Problem statement
Please repeat the lines below, swapping every "example of the format" for "sample of the format" and changing nothing else.
###
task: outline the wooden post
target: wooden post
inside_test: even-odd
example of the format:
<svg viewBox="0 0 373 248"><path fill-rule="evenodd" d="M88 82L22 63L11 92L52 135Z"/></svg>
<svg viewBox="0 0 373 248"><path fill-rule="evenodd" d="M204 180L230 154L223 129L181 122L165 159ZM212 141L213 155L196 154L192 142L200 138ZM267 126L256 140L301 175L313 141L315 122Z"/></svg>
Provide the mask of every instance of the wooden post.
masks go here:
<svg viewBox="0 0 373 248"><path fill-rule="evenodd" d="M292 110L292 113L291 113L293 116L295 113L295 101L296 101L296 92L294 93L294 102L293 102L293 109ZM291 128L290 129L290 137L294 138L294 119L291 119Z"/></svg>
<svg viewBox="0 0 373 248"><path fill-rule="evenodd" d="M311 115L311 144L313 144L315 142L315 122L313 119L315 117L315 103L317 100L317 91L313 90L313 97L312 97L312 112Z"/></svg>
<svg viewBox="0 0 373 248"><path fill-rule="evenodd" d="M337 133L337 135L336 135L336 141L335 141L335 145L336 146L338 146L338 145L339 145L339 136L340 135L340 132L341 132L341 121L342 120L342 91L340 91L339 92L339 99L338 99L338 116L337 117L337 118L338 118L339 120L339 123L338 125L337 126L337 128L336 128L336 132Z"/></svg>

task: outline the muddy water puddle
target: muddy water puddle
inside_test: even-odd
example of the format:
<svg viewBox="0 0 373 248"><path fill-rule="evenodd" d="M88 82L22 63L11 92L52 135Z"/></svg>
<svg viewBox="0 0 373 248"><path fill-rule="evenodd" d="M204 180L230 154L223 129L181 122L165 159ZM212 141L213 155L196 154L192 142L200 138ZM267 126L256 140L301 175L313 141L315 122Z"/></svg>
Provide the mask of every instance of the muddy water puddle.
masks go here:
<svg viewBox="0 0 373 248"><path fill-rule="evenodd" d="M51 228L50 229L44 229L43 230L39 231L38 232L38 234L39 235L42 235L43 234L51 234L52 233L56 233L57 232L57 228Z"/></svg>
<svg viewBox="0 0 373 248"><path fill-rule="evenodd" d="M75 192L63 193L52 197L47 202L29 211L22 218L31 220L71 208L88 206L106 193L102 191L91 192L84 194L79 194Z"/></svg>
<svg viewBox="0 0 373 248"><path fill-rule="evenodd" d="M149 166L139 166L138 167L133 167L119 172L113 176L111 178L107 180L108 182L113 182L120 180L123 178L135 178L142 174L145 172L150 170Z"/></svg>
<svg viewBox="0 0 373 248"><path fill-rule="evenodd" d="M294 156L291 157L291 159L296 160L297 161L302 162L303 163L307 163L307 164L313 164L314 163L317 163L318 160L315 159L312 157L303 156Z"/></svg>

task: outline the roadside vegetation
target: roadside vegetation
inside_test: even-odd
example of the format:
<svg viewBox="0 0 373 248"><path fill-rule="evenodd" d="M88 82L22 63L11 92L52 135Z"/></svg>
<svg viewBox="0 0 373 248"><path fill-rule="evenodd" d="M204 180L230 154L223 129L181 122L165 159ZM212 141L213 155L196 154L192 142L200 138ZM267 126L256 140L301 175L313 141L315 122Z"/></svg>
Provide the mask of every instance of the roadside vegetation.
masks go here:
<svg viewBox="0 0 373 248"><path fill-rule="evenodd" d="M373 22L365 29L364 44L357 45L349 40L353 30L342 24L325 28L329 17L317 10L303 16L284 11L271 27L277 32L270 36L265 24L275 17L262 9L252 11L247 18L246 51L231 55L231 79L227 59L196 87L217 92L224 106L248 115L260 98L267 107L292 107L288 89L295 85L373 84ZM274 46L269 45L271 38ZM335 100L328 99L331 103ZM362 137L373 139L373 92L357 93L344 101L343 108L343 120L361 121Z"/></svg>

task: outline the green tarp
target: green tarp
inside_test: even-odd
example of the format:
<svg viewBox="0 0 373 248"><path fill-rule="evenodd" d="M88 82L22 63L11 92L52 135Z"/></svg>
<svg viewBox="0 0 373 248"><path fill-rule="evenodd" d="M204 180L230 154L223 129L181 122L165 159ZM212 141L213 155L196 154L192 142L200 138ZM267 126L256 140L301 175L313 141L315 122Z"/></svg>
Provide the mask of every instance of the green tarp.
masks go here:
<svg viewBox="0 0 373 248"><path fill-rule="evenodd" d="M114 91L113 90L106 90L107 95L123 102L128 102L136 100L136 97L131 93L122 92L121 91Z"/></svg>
###
Response below
task: outline the wooden post
target: wooden post
inside_test: even-odd
sample of the format:
<svg viewBox="0 0 373 248"><path fill-rule="evenodd" d="M88 82L22 63L11 92L52 135Z"/></svg>
<svg viewBox="0 0 373 248"><path fill-rule="evenodd" d="M204 180L230 154L223 129L181 122L165 159ZM212 141L213 155L196 154L192 142L200 138ZM267 126L256 140L301 175L313 141L315 122Z"/></svg>
Provide the mask of every instance of the wooden post.
masks go here:
<svg viewBox="0 0 373 248"><path fill-rule="evenodd" d="M292 110L292 113L291 113L293 116L295 113L295 101L296 101L296 92L294 93L294 102L293 102L293 109ZM291 128L290 129L290 137L294 138L294 119L291 119Z"/></svg>
<svg viewBox="0 0 373 248"><path fill-rule="evenodd" d="M311 115L311 144L313 144L315 142L315 122L313 119L315 117L315 103L317 100L317 91L313 90L313 97L312 97L312 112Z"/></svg>
<svg viewBox="0 0 373 248"><path fill-rule="evenodd" d="M337 133L337 135L336 135L336 141L335 141L335 145L336 146L338 146L338 145L339 145L339 136L340 135L340 132L341 132L341 121L342 120L342 91L340 91L339 92L339 99L338 99L338 116L337 117L337 118L338 118L339 120L339 123L338 125L337 126L337 128L336 128L336 132Z"/></svg>

task: outline the muddy water puddle
target: muddy water puddle
inside_test: even-odd
sample of the format:
<svg viewBox="0 0 373 248"><path fill-rule="evenodd" d="M88 82L22 63L11 92L52 135Z"/></svg>
<svg viewBox="0 0 373 248"><path fill-rule="evenodd" d="M204 180L230 154L223 129L181 122L165 159ZM212 141L213 155L196 154L192 142L200 138ZM267 126L256 140L301 175L313 141L315 122Z"/></svg>
Provide the mask of every instance of the muddy water puddle.
masks go here:
<svg viewBox="0 0 373 248"><path fill-rule="evenodd" d="M51 228L50 229L44 229L43 230L39 231L38 232L38 234L39 235L42 235L43 234L51 234L52 233L56 233L57 232L57 228Z"/></svg>
<svg viewBox="0 0 373 248"><path fill-rule="evenodd" d="M75 192L63 193L52 197L47 202L29 211L22 218L31 220L71 208L88 206L106 193L102 191L91 192L84 194L79 194Z"/></svg>
<svg viewBox="0 0 373 248"><path fill-rule="evenodd" d="M149 166L139 166L138 167L133 167L119 172L113 176L111 178L107 180L108 182L113 182L120 180L123 178L135 178L142 174L145 172L150 170Z"/></svg>
<svg viewBox="0 0 373 248"><path fill-rule="evenodd" d="M294 156L291 157L291 159L296 160L297 161L302 162L303 163L307 163L307 164L313 164L314 163L317 163L318 160L315 159L312 157L303 156Z"/></svg>

task: outline the roadside vegetation
target: roadside vegetation
inside_test: even-odd
sample of the format:
<svg viewBox="0 0 373 248"><path fill-rule="evenodd" d="M88 82L22 63L11 92L52 135Z"/></svg>
<svg viewBox="0 0 373 248"><path fill-rule="evenodd" d="M204 180L230 154L223 129L181 122L165 159ZM212 141L213 155L196 154L192 142L200 138ZM267 126L256 140L301 175L313 141L315 122Z"/></svg>
Provide the mask of every instance of the roadside vegetation.
masks go here:
<svg viewBox="0 0 373 248"><path fill-rule="evenodd" d="M373 22L365 29L364 44L357 45L349 40L353 30L342 24L325 28L329 17L317 10L303 16L284 11L271 27L277 32L270 36L265 24L275 17L262 9L252 11L247 18L246 51L231 55L231 79L227 59L196 87L217 92L224 106L248 115L260 98L267 107L292 107L288 89L295 85L373 84ZM274 46L269 45L271 38ZM335 100L328 99L331 103ZM362 137L373 139L373 92L357 93L344 101L343 108L343 120L361 121Z"/></svg>

task: outline the green tarp
target: green tarp
inside_test: even-odd
sample of the format:
<svg viewBox="0 0 373 248"><path fill-rule="evenodd" d="M88 82L22 63L11 92L52 135Z"/></svg>
<svg viewBox="0 0 373 248"><path fill-rule="evenodd" d="M204 180L230 154L223 129L181 122L165 159ZM212 141L213 155L196 154L192 142L200 138ZM267 126L256 140L301 175L313 141L315 122Z"/></svg>
Provide the mask of every instance of the green tarp.
masks go here:
<svg viewBox="0 0 373 248"><path fill-rule="evenodd" d="M114 91L113 90L106 90L107 95L123 102L128 102L136 100L136 97L131 93L122 92L121 91Z"/></svg>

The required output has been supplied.